_DIRECTIONS_:
1. List every ICD-9 code that the passage on Medicare coding for bone mass measurement gives as possibly required for patients on glucocorticoids.
2. Pick up the passage on Medicare coding for bone mass measurement and continue it after its final sentence.

_PASSAGE FOR REVIEW_:
By intent (Federal Register, vol 71, no 231, December 1, 2006, p. 6965), CMS has not provided specific ICD-9 diagnostic codes for the other categories of qualified individuals under the Bone Mass Measurement Act, which has resulted in different ICD-9 codes being accepted by different local Medicare carriers for the same diagnostic criteria. For example, for patients who are on glucocorticoids, E932.0, V58.65, V58.69 or 255.0 may be required depending on the local Medicare carrier. Monitoring response to medical therapy requires the ICD-9 code V67.59 or v58.69, but this is also often carrier dependent. Even codes for estrogen deficiency vary with specific carriers; for example, 627.2 (symptomatic menopausal or female climacteric states) can be used with Palmetto GBA the Medicare carrier in OH, WV and SC, but is not accepted by CIGNA, the carrier in NC, TN and ID. Standardization by CMS of the various ICD-9 diagnostic codes that could be used when submitting claims to the local Medicare carrier would likely impart greater certainty that providers would be reimbursed for appropriate testing.

_EXTRACTED MATERIAL_:
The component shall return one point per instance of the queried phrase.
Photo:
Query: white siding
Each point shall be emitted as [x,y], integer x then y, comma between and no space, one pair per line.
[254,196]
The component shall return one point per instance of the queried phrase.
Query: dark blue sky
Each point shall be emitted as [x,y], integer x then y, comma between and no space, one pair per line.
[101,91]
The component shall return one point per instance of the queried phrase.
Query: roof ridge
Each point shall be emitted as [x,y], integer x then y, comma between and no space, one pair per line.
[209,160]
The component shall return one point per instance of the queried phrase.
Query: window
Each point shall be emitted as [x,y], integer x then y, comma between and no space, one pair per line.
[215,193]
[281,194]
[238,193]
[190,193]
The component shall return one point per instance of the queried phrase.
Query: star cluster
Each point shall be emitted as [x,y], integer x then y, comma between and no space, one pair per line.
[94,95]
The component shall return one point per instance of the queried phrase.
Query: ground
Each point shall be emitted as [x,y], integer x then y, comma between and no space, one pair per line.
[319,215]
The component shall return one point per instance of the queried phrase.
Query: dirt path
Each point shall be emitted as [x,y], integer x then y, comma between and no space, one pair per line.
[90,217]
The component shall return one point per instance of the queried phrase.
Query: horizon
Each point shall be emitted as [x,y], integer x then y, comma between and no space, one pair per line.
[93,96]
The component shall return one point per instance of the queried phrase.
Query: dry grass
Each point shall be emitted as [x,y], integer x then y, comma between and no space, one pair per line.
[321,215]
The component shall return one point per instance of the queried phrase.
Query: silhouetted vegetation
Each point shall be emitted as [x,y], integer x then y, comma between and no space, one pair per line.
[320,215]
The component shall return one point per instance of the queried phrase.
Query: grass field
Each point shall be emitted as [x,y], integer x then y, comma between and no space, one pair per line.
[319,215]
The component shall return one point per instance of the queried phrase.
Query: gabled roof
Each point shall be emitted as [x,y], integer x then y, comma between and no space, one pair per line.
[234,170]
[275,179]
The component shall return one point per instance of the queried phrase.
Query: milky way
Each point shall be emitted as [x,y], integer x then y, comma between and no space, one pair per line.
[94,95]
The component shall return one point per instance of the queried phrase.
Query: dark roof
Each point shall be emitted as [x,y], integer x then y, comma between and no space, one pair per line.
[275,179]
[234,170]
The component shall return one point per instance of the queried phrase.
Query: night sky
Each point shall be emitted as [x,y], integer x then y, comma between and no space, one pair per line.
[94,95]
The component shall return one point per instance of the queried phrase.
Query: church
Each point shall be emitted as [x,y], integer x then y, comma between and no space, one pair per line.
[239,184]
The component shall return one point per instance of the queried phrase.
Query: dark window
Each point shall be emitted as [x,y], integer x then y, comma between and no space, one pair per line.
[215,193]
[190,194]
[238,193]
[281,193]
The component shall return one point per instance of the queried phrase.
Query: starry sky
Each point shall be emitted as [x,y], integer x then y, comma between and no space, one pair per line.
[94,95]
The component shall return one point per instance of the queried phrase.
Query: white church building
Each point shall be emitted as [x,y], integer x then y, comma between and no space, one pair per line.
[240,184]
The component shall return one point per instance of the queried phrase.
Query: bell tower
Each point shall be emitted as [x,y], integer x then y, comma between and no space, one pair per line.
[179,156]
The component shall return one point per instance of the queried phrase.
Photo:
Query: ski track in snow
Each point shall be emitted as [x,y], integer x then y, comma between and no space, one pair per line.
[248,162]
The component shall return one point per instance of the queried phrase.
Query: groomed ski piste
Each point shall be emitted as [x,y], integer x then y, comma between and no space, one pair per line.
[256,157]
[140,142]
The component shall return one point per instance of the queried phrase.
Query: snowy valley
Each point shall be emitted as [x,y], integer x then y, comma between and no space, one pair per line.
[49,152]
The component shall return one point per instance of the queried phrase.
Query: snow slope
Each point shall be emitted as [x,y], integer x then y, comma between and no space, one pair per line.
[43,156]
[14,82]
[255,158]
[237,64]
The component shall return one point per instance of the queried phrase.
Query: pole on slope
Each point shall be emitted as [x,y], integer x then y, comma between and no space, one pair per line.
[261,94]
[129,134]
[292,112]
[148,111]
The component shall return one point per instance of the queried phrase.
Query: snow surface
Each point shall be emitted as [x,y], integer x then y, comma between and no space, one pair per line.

_ANSWERS BELOW_:
1. E932.0, V58.65, V58.69, 255.0

2.
The strengths of our study include use of data that allow us to generalize our results to the U.S. Medicare fee-for-service population and that provide diagnosis and state-specific detail regarding reimbursement rates. However, our results may not be generalizable to older persons with Medicare managed care coverage (i.e. Medicare Advantage). As another potential limitation, reimbursement determinations were evaluated after DXA claims had been fully resolved; initial rejection rates may have been higher but could have been successfully appealed by providers. An additional limitation is our inability to identify what “should be” the appropriate diagnostic codes for reimbursement as we only have access to claims data, not medical records. As a result, we do not necessarily know the true medical reason for which the DXA was ordered. Finally, consolidation among local Medicare carriers is expected, such that the 17 carriers currently represented in this analysis may be reduced to a smaller number in the future. This consolidation may alter the reimbursement patterns that we observed.
In conclusion, although most central DXA claims were reimbursed for women and when the interval between scans was greater than 23 months, rates of denial were far higher for men and were highly variable when serial testing was ordered at intervals less than 23 months. Greater guidance and transparency in coding policies, as well as enhanced provider awareness of those policies, are needed to improve access to DXA as a covered service for qualified Medicare beneficiaries.